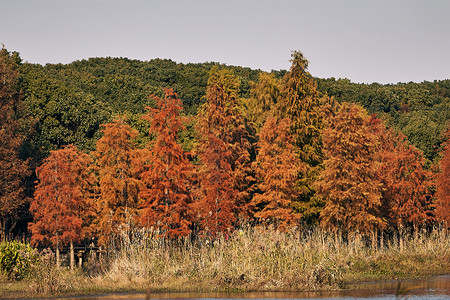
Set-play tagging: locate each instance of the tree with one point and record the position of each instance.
(263, 98)
(349, 183)
(222, 150)
(276, 168)
(117, 163)
(166, 193)
(301, 102)
(443, 184)
(60, 200)
(407, 198)
(13, 169)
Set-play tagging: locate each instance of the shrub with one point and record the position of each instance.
(16, 259)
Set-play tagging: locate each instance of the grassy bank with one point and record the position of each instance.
(249, 259)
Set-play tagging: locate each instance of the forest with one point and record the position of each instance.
(94, 148)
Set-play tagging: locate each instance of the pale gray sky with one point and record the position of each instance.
(386, 41)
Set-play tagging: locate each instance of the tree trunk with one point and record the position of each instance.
(58, 259)
(72, 256)
(374, 239)
(3, 230)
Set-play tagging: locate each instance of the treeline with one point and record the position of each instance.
(259, 148)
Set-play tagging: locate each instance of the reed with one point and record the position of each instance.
(249, 259)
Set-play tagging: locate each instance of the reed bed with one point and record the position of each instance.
(248, 259)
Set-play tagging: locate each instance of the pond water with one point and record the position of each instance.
(426, 289)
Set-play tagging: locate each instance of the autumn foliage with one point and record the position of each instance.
(13, 169)
(407, 198)
(276, 168)
(116, 160)
(222, 150)
(443, 184)
(60, 200)
(166, 177)
(350, 181)
(288, 156)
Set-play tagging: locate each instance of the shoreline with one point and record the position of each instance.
(387, 284)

• • •

#### [Task to carry out]
Omit every picture, then reproduce the rest of the listing exactly.

#### [The completed task]
Set-play tagging: locate each instance of the tree with one point and record the position of each instance.
(263, 98)
(349, 183)
(222, 150)
(276, 168)
(117, 163)
(166, 193)
(301, 102)
(443, 184)
(60, 200)
(407, 198)
(13, 169)
Set-play tagging: locate each instance of the shrub with one point and record the position of each instance.
(16, 259)
Set-play tagging: locate each instance of the grassy bank with one point and record the position of each instance.
(249, 259)
Set-play tagging: locate each instance of the forest with one point and record the position of each instance.
(94, 148)
Set-play tagging: locate each instance of the pale gray sky with one point and record the position of each instance.
(386, 41)
Set-play tagging: locate each instance of the tree trunk with one point and record the position of each instance.
(58, 259)
(72, 256)
(374, 239)
(3, 230)
Set-play tagging: locate each instance of the treeline with one point and record the position of each instance.
(259, 148)
Set-play tagging: locate each instance of the reed with one point and record the position of each instance.
(249, 259)
Set-play tagging: locate each instance of the reed bed with one point and record the position of each instance.
(248, 259)
Set-play tagging: locate each instance of the pond water with one point and record the position of each instance.
(426, 289)
Set-play tagging: locate each instance of the autumn foliage with one point and record the position of each instance.
(13, 169)
(407, 198)
(276, 168)
(116, 160)
(222, 150)
(443, 184)
(60, 200)
(166, 177)
(350, 181)
(288, 156)
Set-play tagging: locate each instance of the shoreline with one point and record the position of each instance.
(387, 284)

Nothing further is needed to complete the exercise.